Data records below:

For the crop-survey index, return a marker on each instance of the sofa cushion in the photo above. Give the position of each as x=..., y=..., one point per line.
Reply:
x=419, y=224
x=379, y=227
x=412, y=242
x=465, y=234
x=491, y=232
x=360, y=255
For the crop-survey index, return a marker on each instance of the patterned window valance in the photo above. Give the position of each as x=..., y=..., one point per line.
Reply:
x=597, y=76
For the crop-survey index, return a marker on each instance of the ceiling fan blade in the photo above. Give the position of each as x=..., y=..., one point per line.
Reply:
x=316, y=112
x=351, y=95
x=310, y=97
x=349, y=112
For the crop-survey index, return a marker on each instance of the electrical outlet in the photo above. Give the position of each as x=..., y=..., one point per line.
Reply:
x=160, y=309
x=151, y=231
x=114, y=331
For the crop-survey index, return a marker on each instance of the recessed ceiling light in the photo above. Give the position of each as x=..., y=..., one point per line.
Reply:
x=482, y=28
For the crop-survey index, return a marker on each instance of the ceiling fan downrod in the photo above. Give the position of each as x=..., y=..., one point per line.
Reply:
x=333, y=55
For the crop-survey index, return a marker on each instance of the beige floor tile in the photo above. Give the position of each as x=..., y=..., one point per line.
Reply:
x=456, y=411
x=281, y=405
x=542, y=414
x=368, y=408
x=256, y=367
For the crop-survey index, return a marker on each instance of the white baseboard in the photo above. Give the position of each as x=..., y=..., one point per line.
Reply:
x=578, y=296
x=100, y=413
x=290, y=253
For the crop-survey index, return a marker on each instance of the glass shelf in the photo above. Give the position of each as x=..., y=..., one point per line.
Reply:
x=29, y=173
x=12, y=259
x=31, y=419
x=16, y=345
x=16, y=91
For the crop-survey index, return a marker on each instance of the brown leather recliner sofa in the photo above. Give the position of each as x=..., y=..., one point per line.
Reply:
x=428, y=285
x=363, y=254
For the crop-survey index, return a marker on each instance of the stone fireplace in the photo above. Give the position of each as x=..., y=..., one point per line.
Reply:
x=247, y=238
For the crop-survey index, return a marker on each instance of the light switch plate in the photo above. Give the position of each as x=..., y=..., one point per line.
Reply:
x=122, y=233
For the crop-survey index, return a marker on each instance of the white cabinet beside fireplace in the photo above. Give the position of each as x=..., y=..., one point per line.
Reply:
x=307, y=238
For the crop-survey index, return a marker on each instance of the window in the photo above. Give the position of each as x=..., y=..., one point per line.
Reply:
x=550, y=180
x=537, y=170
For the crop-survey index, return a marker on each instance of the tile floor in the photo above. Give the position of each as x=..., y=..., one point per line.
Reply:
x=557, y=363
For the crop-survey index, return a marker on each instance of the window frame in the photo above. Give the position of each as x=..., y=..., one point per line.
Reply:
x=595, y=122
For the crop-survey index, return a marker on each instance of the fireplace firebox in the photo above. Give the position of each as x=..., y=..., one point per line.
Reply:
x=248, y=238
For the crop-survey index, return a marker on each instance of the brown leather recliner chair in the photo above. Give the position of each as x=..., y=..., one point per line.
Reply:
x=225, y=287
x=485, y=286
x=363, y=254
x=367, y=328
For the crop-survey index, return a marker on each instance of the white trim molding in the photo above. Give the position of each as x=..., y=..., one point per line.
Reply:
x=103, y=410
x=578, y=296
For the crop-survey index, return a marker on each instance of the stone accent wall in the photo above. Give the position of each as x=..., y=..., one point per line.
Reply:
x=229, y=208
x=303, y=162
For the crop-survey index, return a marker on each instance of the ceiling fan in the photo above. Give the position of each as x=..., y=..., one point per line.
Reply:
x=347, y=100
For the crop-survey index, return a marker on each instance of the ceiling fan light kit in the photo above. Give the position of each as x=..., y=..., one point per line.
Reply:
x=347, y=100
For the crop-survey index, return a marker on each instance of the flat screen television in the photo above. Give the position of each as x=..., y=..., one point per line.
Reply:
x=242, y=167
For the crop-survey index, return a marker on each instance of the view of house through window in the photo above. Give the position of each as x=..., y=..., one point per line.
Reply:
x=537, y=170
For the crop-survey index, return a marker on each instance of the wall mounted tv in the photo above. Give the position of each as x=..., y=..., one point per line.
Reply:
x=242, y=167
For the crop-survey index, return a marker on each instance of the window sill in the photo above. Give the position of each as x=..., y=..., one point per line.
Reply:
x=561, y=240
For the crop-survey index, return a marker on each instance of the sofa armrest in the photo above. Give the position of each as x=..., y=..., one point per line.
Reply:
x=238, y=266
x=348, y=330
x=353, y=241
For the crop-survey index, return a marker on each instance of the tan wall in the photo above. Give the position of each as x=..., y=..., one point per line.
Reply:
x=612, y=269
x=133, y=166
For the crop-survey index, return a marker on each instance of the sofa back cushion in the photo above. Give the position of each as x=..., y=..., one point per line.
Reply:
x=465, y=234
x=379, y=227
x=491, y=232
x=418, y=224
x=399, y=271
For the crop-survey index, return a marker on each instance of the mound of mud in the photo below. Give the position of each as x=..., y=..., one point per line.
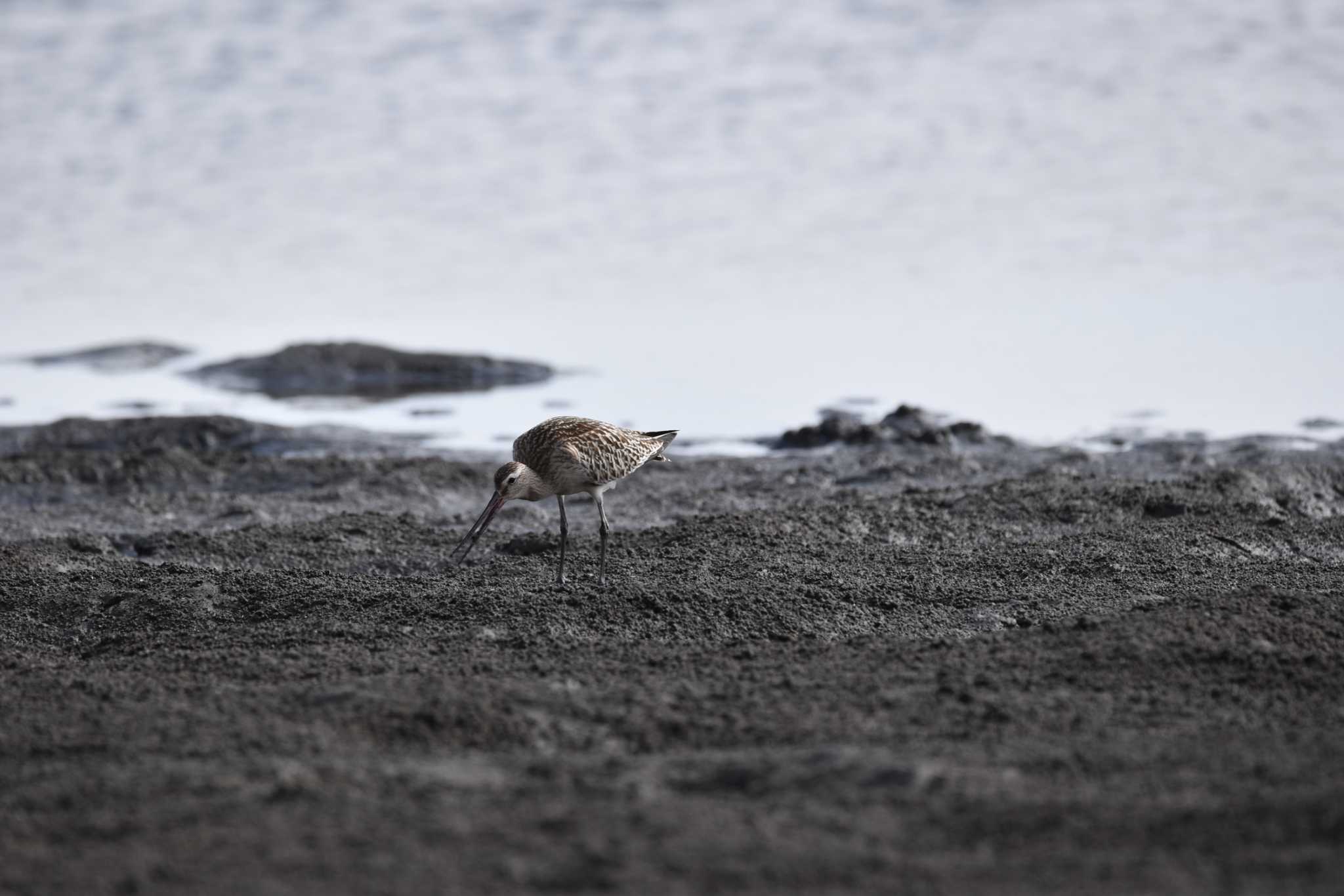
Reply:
x=906, y=425
x=116, y=357
x=366, y=371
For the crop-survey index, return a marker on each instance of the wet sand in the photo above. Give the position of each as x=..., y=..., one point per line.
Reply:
x=918, y=668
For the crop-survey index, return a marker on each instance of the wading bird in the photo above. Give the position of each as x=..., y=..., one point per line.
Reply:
x=566, y=456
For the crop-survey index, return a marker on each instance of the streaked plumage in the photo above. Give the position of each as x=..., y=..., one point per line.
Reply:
x=566, y=456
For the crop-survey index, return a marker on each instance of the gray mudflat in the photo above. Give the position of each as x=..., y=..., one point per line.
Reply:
x=116, y=357
x=366, y=371
x=917, y=668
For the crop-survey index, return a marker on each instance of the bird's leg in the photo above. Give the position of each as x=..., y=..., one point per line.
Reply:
x=565, y=535
x=606, y=527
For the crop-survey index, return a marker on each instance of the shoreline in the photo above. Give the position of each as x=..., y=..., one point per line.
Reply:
x=1000, y=666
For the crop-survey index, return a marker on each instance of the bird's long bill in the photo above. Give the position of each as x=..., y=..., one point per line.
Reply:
x=483, y=523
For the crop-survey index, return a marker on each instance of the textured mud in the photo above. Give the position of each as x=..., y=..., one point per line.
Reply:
x=921, y=668
x=366, y=371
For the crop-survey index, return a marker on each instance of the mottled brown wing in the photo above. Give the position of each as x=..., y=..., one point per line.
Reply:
x=579, y=452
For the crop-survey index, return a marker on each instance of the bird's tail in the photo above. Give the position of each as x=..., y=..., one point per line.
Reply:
x=663, y=436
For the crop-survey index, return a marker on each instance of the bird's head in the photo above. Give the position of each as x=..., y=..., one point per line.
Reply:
x=511, y=481
x=516, y=480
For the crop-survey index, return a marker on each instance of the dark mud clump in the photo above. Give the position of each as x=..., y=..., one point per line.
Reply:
x=905, y=425
x=366, y=371
x=191, y=434
x=892, y=668
x=117, y=357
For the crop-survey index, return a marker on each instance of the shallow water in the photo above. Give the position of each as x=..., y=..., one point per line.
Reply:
x=1046, y=216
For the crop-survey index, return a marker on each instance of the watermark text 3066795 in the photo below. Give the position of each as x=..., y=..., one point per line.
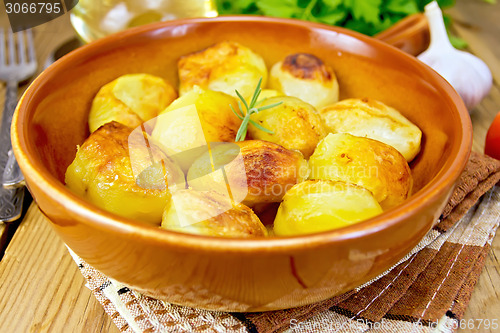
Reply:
x=25, y=14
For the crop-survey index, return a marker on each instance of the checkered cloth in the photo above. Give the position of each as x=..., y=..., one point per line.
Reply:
x=426, y=291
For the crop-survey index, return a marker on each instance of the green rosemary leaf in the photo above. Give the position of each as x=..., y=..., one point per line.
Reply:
x=237, y=115
x=265, y=107
x=242, y=99
x=250, y=109
x=242, y=131
x=259, y=126
x=256, y=94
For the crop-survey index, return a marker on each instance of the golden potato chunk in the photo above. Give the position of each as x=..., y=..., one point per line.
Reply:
x=321, y=205
x=305, y=76
x=256, y=171
x=373, y=119
x=193, y=120
x=211, y=214
x=368, y=163
x=225, y=66
x=131, y=100
x=103, y=173
x=295, y=124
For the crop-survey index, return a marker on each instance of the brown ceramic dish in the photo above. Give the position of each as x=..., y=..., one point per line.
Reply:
x=235, y=274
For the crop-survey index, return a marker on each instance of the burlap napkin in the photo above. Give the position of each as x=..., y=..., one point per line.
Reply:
x=428, y=290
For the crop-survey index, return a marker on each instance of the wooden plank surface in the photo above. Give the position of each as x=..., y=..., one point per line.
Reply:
x=41, y=289
x=478, y=23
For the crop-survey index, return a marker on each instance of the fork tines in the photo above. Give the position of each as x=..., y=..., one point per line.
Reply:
x=20, y=39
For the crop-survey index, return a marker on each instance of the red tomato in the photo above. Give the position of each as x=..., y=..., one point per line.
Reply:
x=492, y=143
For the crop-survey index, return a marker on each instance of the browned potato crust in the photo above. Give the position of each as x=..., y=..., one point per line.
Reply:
x=103, y=173
x=368, y=163
x=373, y=119
x=130, y=99
x=225, y=66
x=305, y=76
x=211, y=214
x=264, y=174
x=295, y=124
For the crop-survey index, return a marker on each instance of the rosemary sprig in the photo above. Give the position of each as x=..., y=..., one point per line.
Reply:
x=250, y=108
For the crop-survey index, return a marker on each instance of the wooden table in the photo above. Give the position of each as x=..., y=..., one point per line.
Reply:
x=41, y=288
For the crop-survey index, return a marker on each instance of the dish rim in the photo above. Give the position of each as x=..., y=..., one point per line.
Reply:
x=443, y=181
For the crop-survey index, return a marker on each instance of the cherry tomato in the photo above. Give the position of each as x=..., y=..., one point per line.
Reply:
x=492, y=143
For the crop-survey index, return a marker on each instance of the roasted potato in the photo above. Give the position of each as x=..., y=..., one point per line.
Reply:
x=193, y=120
x=305, y=76
x=373, y=119
x=295, y=124
x=210, y=213
x=131, y=100
x=368, y=163
x=320, y=205
x=225, y=66
x=256, y=171
x=102, y=172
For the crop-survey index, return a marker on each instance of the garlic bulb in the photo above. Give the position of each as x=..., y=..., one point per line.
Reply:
x=468, y=74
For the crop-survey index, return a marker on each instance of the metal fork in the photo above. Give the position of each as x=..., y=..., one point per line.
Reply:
x=14, y=68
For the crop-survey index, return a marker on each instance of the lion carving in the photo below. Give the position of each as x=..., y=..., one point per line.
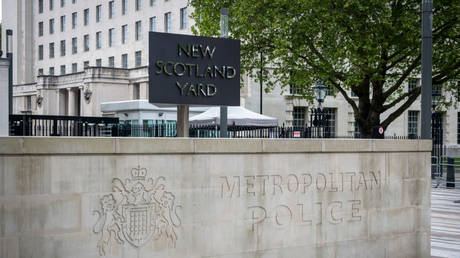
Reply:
x=107, y=223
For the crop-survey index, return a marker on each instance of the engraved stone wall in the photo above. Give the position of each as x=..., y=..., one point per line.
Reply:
x=100, y=197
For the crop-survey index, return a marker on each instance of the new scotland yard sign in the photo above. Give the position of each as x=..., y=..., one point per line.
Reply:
x=193, y=70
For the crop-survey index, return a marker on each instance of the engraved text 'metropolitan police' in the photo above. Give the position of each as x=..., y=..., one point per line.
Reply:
x=138, y=210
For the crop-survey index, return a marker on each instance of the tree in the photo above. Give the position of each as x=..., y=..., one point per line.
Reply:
x=370, y=47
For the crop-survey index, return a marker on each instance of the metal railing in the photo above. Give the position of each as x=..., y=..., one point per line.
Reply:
x=39, y=125
x=45, y=125
x=445, y=172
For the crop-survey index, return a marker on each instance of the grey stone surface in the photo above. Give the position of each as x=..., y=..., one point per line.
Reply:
x=213, y=198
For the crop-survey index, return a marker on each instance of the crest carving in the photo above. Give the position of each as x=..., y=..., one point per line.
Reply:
x=138, y=210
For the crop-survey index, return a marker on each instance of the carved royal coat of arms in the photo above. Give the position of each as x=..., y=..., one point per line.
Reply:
x=138, y=210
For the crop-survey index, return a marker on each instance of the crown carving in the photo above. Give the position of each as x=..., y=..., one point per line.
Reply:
x=139, y=173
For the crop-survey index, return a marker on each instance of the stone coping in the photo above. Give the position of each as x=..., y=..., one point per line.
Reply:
x=93, y=145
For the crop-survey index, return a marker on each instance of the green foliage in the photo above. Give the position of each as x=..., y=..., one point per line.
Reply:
x=369, y=46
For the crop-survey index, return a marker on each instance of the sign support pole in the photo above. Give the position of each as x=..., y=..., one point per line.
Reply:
x=183, y=123
x=427, y=49
x=223, y=109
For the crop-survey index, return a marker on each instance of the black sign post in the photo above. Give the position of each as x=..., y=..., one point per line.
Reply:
x=193, y=70
x=189, y=70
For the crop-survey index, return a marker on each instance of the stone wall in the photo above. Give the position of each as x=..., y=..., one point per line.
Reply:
x=80, y=197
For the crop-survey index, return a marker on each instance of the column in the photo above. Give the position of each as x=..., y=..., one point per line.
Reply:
x=71, y=102
x=4, y=64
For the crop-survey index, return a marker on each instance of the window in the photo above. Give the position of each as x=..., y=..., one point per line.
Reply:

End of Data records.

**Task statement**
Lines that contain "potato" should be pulled from the entries above and reported.

**Result of this exercise**
For the crop-survey index, return a marker on each instance of the golden potato chunk in the photo above. Give the position of each as x=..., y=..., one point per line.
For the crop-survey index, return a marker on each instance of the browned potato crust in the photo above. Give the position of each as x=..., y=..., one point per line.
For the crop-survey index, return a marker on each instance of the roasted potato in the photo above. Give the position of each as x=..., y=..., one point per line.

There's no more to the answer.